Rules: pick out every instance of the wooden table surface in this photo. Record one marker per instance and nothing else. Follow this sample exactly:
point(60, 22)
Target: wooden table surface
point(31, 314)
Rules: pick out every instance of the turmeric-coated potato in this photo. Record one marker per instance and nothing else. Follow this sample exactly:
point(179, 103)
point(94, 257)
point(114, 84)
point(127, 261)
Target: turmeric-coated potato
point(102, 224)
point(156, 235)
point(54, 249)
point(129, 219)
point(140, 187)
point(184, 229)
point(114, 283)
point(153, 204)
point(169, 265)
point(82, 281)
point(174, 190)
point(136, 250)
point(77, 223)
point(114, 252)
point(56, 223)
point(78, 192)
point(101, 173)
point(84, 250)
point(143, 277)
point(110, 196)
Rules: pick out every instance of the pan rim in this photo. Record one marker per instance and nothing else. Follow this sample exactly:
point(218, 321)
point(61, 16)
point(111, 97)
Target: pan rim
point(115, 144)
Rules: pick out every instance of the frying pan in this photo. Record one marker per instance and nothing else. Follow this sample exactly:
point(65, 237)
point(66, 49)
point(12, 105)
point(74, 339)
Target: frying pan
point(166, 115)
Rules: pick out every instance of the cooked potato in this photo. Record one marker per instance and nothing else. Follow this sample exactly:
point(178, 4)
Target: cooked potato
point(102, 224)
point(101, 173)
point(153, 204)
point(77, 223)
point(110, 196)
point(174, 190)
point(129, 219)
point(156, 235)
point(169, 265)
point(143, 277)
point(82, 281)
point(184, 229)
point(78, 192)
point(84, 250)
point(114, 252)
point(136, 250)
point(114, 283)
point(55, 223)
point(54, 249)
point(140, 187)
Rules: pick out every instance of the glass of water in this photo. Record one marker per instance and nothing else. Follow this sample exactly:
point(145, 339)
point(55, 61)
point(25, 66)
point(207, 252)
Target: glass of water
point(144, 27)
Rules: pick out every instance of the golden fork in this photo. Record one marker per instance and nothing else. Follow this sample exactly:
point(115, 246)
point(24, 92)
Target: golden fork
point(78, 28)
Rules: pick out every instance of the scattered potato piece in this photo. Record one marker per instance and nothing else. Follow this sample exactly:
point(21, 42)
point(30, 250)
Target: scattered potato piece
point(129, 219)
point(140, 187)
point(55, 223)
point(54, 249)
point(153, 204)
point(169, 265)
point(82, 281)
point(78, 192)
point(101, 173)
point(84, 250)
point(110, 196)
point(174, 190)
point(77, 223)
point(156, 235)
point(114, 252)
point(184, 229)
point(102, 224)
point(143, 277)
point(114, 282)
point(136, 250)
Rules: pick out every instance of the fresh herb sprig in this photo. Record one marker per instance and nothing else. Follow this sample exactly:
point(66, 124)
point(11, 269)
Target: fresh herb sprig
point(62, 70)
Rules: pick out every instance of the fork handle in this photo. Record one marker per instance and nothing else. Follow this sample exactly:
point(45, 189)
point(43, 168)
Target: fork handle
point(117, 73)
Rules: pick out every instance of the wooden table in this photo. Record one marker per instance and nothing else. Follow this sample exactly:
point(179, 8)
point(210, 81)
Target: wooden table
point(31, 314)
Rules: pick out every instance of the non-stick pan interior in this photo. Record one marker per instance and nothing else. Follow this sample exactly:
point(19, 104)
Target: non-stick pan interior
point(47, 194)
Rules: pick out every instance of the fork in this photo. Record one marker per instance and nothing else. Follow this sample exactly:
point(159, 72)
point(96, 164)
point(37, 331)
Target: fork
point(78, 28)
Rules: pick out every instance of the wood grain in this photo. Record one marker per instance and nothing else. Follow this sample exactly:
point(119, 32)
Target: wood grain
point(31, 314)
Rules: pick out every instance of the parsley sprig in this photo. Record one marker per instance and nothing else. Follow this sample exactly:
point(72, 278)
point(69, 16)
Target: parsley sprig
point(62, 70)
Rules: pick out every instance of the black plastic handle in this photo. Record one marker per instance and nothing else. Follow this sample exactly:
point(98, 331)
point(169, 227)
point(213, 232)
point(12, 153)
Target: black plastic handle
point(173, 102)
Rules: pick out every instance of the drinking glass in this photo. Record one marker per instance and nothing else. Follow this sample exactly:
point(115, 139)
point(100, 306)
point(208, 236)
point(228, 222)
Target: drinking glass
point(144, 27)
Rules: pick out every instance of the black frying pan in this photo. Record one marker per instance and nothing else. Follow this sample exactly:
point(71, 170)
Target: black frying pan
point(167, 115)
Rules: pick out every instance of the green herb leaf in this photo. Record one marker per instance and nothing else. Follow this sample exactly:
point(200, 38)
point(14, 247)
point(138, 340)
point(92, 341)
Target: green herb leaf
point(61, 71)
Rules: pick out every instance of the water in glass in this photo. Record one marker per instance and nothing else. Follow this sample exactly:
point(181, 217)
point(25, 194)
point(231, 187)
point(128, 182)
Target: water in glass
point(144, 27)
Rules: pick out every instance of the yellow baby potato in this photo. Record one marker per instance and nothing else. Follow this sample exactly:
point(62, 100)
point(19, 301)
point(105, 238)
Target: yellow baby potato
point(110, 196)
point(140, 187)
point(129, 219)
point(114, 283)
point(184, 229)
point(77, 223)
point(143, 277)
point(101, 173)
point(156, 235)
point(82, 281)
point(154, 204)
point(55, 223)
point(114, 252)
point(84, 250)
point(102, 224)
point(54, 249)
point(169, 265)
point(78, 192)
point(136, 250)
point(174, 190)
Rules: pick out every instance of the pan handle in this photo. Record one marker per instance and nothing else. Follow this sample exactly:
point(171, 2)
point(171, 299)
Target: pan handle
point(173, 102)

#### EXERCISE DIRECTIONS
Copy all of the lines above verbatim, first to last, without altering, omitting, or reordering any of them.

#### RIGHT ANSWER
Rules: pick out every instance of the wooden table surface in this photo. Record one marker per instance and nothing else. Follow this sample exactly:
point(60, 22)
Target: wooden table surface
point(31, 314)
Rules: pick out every instance of the turmeric-coated potato in this photo. Record one marker per instance and nothing else. Follow this sample exactly:
point(179, 103)
point(94, 257)
point(114, 84)
point(127, 261)
Target: turmeric-coated potato
point(102, 224)
point(156, 235)
point(54, 249)
point(129, 219)
point(140, 187)
point(184, 229)
point(114, 283)
point(153, 204)
point(169, 265)
point(82, 281)
point(174, 190)
point(136, 250)
point(77, 223)
point(114, 252)
point(56, 223)
point(78, 192)
point(101, 173)
point(84, 250)
point(143, 277)
point(110, 196)
Rules: pick out every instance of the pan rim in this photo. Record one marker per instance and nothing else. Follow this sample exactly:
point(218, 321)
point(61, 16)
point(111, 97)
Target: pan rim
point(115, 144)
Rules: pick out every instance of the frying pan in this photo. Record one marker per instance and nothing else. Follow this sample exactly:
point(65, 237)
point(66, 49)
point(12, 105)
point(74, 339)
Target: frying pan
point(166, 115)
Rules: pick out every instance of the cooked potato in this photo. Record one marker per instance and nothing else. Follow this sample exactly:
point(178, 4)
Target: cooked potato
point(102, 224)
point(101, 173)
point(153, 204)
point(77, 223)
point(110, 196)
point(174, 190)
point(129, 219)
point(156, 235)
point(169, 265)
point(143, 277)
point(82, 281)
point(184, 229)
point(78, 192)
point(84, 250)
point(114, 252)
point(136, 250)
point(114, 283)
point(55, 223)
point(54, 249)
point(140, 187)
Rules: pick out every instance of the glass of water in this photo. Record one marker per instance and nothing else. Follow this sample exactly:
point(145, 339)
point(55, 61)
point(25, 66)
point(207, 252)
Target: glass of water
point(144, 27)
Rules: pick out every instance of the golden fork in this photo. Record one marker per instance and nothing else. Follow this sample exactly:
point(115, 246)
point(24, 92)
Target: golden fork
point(78, 28)
Rules: pick out every instance of the scattered potato piece in this photo. Record one marker per instance and nothing else. Follow this sample exactly:
point(21, 42)
point(30, 250)
Target: scattered potato piece
point(129, 219)
point(140, 187)
point(55, 223)
point(54, 249)
point(153, 204)
point(169, 265)
point(82, 281)
point(78, 192)
point(101, 173)
point(84, 250)
point(110, 196)
point(174, 190)
point(77, 223)
point(156, 235)
point(114, 252)
point(184, 229)
point(102, 224)
point(143, 277)
point(114, 282)
point(136, 250)
Rules: pick out every instance of the fresh herb sprig in this photo. Record one marker per instance and nothing else. Follow this sample exactly:
point(66, 124)
point(11, 269)
Target: fresh herb sprig
point(62, 70)
Rules: pick out every instance of the fork handle in this photo. Record one marker per instance and nothing else. Follow this sample exactly:
point(45, 189)
point(43, 168)
Target: fork handle
point(117, 73)
Rules: pick out every instance of the wooden table in this photo. Record one marker per instance and nothing else. Follow this sample exactly:
point(179, 8)
point(210, 81)
Target: wooden table
point(31, 314)
Rules: pick out every instance of the non-stick pan interior in this photo. Record one marker per instance and nothing else. Follow this sample exactly:
point(19, 104)
Target: non-stick pan interior
point(47, 194)
Rules: pick out every instance of the fork in this photo. Record one marker per instance and nothing else. Follow this sample exactly:
point(159, 72)
point(96, 164)
point(37, 331)
Target: fork
point(78, 28)
Rules: pick out every instance of the wood grain in this photo. Record one marker per instance and nothing else. Follow this sample exactly:
point(119, 32)
Target: wood grain
point(31, 314)
Rules: pick out every instance of the parsley sprig in this photo. Record one marker per instance and nothing else. Follow this sample exactly:
point(72, 278)
point(69, 16)
Target: parsley sprig
point(62, 70)
Rules: pick out every instance of the black plastic handle in this photo. Record one marker per instance and nothing else. Follow this sample exactly:
point(98, 331)
point(169, 227)
point(213, 232)
point(12, 153)
Target: black plastic handle
point(173, 102)
Rules: pick out every instance of the drinking glass in this photo. Record one marker per instance and nothing else. Follow this sample exactly:
point(115, 139)
point(100, 306)
point(208, 236)
point(228, 222)
Target: drinking glass
point(144, 27)
Rules: pick out every instance of the black frying pan in this photo. Record one marker per instance and nothing else. Follow this sample exactly:
point(71, 170)
Target: black frying pan
point(167, 115)
Rules: pick out every instance of the green herb leaf in this photo. Record one marker per instance and nothing else. Follow this sample exactly:
point(200, 38)
point(14, 247)
point(138, 340)
point(92, 341)
Target: green herb leaf
point(61, 71)
Rules: pick out every instance of the water in glass in this photo. Record one marker per instance and nothing else. Follow this sample exactly:
point(181, 217)
point(25, 194)
point(231, 187)
point(128, 182)
Target: water in glass
point(144, 27)
Rules: pick out every instance of the yellow baby potato in this photo. Record one marker per instance and nothing else. Follow this sample exactly:
point(62, 100)
point(19, 301)
point(105, 238)
Target: yellow baby potato
point(110, 196)
point(140, 187)
point(129, 219)
point(114, 283)
point(184, 229)
point(77, 223)
point(143, 277)
point(101, 173)
point(156, 235)
point(82, 281)
point(154, 204)
point(55, 223)
point(114, 252)
point(84, 250)
point(102, 224)
point(54, 249)
point(169, 265)
point(78, 192)
point(136, 250)
point(174, 190)
Rules: pick out every instance of the pan handle in this photo. Record one marker per instance and nothing else. Follow this sample exactly:
point(171, 2)
point(171, 299)
Target: pan handle
point(173, 102)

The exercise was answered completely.